• Requisitos do exercício:
1. Responda às perguntas seguintes com base no excerto do documento:
(a) Em que data se realizou a audiência final?
(b) Que valor do serviço atual consta da página 16 da proposta de contrato?
(c) A que período respeitam as prestações de serviço cujo pagamento está em causa?
2. Traduza para inglês a seguinte frase do excerto do documento: "A autora recorre desta sentença, para que seja alterada a decisão da matéria de facto e a ré seja condenada no pedido."

Na audiência final de 06/07/2021, a testemunha da autora, NS, apresentou 6 documentos: um email de FL (um dos dois administradores da ré), para a testemunha NS (da aurora), com data de 15/12/2017, a remeter os dados da ré; um de 18/12/2017, de NS para FL a recepcionar os dados; um de 21/12/2017 de FL para NS a pedir uma proposta; um outro de NS para FL, de 29/12/2017, às 10h30, a enviar soluções de vigilância; um outro da mesma data, mas das 12h42, a dizer que o anterior tinha informação desconexa e errada; uma proposta de contrato (da autora para a ré) em 29 páginas com data de 29/12/2017, com duas soluções de vigilância e 2 valores diferentes; na página 16 consta a referência ao serviço actual, valor dele: 1452,89€, e à duração do contrato, de 12 meses [é uma chamada de atenção feita pela testemunha NS], mas isso depois da expressão proposta: válido 30 dias; e um email de reencaminhamento de 15/03/2018 pela testemunha NS com os dados da ré.
E a ré, na mesma data, juntou: um email de 31/07/2019 da ré para a autora – num documento com o nome do advogado da ré e com a reprodução parcial, no fim, do email de FL para NS de 09/07/2019 -, em que FL se queixa do acesso da autora às instalações da ré, da falta de contestação, pela autora, do pedido de rescisão do contrato feito pela ré; diz que não há nenhum contrato assinado pela ré que tenha fixado prazos de duração e que o “contrato” a que se refere no email e que recentemente nos enviou, não está assinado por nós e portanto não nos vincula, apenas está assinado pela autora; da aquisição pela ré do equipamento da autora; da não aceitação da facturação relativamente aos períodos posteriores à data de cancelamento dos serviços.
Após a realização da audiência final foi proferida sentença julgando a acção improcedente por não provada e absolvendo a ré do pedido
A autora recorre desta sentença, para que seja alterada a decisão da matéria de facto e a ré seja condenada no pedido.
A ré contra-alegou, defendendo a improcedência do recurso.
*
Questão que importa decidir: se a decisão da matéria de facto deve ser alterada no sentido pretendido pela autora e se esta tem direito ao pagamento de prestações de serviço no período de 01/07/2019 a 31/10/2019.
*
Estão dados como provados os seguintes factos que importam à decisão desta questão:
1 – A autora é uma sociedade anónima, que se dedica à prestação de serviços de prevenção, segurança e actividades conexas, nomeadamente a exploração de equipamentos relativos àqueles serviços e a instalação e manutenção de instalações eléctricas de utilização de baixa tensão e de sistemas de detecção e extinção de incêndios, segurança e detecção de intrusão.

• Dados extraídos:

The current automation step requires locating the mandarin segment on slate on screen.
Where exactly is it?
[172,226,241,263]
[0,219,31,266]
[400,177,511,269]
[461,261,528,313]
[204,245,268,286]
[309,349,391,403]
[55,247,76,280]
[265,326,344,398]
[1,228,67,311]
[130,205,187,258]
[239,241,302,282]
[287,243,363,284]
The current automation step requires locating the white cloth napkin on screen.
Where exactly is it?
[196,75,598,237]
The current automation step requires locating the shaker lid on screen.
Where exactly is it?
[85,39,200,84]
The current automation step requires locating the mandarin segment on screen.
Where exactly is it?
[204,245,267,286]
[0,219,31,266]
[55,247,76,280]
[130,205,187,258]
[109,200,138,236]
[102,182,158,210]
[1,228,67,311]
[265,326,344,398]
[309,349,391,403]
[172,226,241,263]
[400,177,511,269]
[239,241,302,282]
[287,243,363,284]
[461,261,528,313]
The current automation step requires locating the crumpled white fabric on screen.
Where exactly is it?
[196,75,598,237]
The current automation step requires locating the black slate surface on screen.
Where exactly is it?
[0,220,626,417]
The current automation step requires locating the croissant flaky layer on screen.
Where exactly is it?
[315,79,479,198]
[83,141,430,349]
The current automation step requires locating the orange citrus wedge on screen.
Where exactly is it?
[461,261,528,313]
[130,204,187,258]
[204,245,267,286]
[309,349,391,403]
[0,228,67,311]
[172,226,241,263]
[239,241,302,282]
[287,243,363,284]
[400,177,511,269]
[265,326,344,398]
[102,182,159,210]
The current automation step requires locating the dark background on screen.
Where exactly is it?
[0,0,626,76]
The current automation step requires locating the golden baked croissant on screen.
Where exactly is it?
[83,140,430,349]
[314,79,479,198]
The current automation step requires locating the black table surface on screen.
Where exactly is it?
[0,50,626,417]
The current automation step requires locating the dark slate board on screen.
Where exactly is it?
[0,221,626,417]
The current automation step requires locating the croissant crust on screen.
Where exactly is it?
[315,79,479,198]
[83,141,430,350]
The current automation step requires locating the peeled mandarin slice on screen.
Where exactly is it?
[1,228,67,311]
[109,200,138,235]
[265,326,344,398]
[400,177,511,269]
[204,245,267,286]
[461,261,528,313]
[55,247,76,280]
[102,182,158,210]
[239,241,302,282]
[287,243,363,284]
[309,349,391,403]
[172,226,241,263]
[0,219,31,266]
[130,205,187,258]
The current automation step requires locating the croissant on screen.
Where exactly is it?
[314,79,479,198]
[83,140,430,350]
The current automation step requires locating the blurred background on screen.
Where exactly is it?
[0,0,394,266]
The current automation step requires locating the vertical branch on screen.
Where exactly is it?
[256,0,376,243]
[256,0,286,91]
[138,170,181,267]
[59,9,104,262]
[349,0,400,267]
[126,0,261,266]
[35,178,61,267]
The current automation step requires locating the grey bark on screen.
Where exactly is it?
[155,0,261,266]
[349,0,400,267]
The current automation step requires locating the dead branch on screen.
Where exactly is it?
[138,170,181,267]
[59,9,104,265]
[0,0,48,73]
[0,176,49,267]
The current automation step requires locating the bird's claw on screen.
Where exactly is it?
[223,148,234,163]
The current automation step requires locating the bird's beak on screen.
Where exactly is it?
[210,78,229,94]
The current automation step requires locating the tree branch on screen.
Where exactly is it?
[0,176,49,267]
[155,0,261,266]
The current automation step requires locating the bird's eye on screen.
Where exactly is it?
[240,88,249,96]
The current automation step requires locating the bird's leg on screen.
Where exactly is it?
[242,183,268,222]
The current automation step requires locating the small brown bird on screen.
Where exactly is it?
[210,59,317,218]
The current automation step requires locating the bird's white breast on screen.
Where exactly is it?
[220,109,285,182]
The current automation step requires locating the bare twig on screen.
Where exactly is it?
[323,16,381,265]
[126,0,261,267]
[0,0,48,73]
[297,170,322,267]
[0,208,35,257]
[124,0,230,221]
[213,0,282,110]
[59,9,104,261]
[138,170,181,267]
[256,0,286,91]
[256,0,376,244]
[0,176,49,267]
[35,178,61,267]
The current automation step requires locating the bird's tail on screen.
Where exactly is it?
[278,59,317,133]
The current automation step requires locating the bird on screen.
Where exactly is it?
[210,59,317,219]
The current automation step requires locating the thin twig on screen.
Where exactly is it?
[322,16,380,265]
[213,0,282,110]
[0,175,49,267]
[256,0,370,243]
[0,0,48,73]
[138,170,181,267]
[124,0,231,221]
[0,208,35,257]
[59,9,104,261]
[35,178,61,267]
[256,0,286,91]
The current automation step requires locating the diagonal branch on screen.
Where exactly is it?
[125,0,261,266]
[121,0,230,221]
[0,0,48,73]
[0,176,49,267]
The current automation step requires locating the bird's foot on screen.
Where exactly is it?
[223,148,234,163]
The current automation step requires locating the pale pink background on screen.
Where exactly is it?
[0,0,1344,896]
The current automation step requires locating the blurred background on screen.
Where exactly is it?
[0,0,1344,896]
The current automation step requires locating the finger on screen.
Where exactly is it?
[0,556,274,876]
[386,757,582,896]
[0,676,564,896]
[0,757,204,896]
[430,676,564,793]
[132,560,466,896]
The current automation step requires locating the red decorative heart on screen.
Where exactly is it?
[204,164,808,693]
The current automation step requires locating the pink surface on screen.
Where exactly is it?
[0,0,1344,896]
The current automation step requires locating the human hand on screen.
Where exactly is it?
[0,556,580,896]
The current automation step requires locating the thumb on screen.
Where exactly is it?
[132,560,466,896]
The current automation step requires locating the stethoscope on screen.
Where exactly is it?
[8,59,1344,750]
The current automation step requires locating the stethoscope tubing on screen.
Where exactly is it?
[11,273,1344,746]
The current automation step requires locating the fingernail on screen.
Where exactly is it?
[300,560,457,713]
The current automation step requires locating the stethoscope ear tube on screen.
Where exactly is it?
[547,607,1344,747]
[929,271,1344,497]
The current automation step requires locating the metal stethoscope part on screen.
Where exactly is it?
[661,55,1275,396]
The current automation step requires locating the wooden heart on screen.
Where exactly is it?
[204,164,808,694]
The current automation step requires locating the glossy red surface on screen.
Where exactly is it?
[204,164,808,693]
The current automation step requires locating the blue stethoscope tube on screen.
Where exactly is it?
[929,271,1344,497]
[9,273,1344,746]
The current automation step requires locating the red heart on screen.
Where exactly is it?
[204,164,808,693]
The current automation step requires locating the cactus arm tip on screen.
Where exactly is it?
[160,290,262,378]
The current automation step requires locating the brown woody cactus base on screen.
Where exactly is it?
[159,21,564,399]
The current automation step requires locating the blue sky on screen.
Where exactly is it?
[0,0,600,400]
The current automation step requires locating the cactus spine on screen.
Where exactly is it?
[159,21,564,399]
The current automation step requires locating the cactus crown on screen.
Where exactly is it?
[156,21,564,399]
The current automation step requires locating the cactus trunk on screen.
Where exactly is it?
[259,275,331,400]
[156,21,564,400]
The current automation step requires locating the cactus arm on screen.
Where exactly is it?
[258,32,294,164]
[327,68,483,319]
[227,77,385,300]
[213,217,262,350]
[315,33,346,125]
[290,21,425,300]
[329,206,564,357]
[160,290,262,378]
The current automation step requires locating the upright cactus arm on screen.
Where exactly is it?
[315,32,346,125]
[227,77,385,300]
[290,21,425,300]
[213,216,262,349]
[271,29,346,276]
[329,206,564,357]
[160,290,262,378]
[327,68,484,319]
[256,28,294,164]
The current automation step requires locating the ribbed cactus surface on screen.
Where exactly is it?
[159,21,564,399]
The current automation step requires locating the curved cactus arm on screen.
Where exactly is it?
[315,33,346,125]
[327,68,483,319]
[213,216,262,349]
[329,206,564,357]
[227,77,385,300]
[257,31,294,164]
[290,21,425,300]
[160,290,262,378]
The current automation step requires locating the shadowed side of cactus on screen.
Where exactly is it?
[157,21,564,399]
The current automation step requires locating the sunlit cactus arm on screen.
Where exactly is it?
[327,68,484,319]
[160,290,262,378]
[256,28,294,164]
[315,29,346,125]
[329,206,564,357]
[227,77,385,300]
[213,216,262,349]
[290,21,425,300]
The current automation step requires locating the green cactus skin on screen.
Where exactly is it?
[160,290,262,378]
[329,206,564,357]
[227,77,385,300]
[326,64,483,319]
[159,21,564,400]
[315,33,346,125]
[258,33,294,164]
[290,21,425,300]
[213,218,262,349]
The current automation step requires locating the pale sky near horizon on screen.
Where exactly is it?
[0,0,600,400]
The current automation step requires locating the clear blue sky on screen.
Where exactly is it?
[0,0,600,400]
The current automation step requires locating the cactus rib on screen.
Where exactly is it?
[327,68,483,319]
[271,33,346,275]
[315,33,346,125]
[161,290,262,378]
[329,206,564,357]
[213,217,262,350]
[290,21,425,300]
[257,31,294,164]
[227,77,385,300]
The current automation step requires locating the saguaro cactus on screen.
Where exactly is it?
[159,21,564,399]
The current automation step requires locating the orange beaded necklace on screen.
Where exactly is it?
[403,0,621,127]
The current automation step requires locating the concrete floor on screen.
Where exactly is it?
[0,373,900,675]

• Respostas por tarefa:
1.
(a) A audiência final realizou-se em 06/07/2021.
(b) O valor do serviço atual é de 1452,89€.
(c) As prestações respeitam ao período de 01/07/2019 a 31/10/2019.

2. The plaintiff appeals this judgment so that the ruling on the matters of fact may be amended and the defendant may be found liable on the claim.